==== Material for this exercise

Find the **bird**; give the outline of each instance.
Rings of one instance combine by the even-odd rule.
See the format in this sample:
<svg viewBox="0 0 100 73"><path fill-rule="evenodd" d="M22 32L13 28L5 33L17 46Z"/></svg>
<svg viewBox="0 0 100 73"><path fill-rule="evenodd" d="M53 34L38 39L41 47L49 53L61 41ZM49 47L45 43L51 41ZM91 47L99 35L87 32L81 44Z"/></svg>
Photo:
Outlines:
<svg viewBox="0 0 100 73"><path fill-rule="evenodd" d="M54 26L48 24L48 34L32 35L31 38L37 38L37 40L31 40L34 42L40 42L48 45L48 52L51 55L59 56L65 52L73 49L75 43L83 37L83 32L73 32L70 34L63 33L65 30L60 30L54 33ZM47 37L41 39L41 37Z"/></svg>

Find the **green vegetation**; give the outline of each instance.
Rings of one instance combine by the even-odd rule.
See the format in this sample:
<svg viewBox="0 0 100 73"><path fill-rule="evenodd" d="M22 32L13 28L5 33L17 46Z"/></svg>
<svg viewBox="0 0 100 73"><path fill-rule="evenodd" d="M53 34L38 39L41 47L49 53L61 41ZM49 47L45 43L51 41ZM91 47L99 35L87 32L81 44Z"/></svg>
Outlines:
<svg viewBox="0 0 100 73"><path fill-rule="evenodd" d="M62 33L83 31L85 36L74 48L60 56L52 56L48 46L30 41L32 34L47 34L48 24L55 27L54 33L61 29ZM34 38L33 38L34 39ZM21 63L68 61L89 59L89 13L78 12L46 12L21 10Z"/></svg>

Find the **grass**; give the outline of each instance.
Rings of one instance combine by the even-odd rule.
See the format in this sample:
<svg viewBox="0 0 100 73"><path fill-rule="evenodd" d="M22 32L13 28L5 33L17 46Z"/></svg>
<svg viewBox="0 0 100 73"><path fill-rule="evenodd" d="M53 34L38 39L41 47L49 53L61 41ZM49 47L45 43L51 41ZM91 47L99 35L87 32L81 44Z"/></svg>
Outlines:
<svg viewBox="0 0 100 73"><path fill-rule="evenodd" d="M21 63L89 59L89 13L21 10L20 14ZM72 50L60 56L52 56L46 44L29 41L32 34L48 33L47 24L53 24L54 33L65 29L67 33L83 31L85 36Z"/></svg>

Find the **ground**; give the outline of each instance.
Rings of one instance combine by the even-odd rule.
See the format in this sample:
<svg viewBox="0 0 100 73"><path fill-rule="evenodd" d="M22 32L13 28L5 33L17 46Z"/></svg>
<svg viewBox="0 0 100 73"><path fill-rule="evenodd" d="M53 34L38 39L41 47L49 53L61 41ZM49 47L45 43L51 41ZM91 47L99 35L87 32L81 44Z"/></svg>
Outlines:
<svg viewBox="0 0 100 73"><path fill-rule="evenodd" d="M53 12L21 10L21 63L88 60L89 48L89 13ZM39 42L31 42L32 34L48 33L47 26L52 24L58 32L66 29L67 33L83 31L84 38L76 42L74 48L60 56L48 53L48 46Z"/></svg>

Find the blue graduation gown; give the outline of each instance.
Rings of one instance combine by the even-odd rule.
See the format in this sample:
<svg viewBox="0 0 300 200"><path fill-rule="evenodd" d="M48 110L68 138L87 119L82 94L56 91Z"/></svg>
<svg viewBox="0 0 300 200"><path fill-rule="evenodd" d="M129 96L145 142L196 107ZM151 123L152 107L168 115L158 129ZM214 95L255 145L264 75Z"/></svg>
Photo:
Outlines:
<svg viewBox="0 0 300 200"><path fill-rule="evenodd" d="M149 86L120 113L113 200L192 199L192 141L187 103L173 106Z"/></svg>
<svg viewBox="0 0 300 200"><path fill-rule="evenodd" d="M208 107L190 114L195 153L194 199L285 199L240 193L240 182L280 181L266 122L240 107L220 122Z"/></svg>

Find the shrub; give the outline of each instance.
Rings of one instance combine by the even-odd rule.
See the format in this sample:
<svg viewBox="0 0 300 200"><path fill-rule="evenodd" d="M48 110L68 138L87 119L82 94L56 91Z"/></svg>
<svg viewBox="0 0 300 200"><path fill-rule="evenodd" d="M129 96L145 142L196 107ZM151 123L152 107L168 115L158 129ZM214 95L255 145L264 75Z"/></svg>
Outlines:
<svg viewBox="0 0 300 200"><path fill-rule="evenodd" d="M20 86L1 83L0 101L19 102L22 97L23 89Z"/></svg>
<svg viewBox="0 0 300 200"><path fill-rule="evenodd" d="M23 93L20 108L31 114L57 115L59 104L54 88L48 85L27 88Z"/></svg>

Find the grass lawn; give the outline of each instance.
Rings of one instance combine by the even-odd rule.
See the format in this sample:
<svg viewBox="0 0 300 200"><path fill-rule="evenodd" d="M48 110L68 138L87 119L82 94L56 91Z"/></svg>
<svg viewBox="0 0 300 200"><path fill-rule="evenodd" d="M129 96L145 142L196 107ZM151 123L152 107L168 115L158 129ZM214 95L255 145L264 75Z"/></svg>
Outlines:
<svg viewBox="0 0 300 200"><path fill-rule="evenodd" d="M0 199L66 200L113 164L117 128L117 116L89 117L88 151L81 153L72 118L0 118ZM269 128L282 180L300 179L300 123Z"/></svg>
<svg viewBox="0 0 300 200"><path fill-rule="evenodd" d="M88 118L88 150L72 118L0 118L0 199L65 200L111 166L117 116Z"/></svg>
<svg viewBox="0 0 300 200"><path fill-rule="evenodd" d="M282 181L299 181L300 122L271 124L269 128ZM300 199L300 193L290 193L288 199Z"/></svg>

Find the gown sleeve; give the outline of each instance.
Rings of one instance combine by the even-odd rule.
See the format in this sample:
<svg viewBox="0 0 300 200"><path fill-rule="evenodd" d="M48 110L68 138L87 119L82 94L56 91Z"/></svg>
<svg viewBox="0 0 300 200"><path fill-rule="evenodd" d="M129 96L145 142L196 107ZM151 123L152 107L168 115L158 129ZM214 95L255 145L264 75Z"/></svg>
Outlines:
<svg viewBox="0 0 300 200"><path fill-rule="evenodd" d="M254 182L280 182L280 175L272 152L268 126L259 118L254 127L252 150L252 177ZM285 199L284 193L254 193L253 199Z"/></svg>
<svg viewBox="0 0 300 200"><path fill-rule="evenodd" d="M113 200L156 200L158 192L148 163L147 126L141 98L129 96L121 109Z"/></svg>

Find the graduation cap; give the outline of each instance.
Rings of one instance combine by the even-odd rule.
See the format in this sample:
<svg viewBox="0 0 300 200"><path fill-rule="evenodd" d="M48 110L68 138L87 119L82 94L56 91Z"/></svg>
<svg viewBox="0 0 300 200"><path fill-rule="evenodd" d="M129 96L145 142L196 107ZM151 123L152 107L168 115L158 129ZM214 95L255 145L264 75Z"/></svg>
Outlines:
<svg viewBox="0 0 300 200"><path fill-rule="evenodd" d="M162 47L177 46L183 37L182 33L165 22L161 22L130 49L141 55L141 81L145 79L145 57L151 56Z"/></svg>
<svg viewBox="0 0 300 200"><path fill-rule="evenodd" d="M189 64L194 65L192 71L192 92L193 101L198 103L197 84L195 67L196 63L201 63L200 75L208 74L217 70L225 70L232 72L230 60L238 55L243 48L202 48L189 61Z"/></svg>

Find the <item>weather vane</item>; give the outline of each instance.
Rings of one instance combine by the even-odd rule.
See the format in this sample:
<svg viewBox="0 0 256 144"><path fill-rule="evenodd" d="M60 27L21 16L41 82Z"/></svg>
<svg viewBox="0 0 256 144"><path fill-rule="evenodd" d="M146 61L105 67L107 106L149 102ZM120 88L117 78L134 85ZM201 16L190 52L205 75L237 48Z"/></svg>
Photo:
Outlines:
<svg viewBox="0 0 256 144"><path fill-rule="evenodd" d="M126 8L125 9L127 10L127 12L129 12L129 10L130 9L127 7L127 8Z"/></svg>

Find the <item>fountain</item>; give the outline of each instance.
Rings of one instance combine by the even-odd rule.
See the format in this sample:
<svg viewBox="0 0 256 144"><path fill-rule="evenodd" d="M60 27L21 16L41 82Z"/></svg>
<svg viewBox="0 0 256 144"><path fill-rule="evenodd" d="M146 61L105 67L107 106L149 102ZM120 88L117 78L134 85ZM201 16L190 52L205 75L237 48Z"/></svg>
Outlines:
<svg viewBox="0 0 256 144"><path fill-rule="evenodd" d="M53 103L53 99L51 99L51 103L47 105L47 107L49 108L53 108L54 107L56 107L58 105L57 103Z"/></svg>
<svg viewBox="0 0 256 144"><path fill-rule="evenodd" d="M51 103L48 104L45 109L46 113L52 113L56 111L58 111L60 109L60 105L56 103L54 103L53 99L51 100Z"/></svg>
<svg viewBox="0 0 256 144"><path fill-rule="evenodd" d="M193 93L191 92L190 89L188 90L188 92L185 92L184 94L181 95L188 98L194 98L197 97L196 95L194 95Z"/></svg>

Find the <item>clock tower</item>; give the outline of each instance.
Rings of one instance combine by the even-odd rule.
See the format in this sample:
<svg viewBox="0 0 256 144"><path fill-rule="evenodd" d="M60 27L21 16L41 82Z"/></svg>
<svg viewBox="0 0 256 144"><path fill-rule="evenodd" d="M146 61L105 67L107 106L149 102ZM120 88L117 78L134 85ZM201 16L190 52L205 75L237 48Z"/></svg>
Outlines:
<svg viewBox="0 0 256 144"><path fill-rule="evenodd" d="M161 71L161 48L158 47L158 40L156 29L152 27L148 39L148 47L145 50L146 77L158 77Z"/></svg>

========

# Directions
Which lines in the records contain the word "grass"? Report each of them in full.

# Solution
Find the **grass**; give the outline of each instance.
Find the grass lawn; give the outline of each instance.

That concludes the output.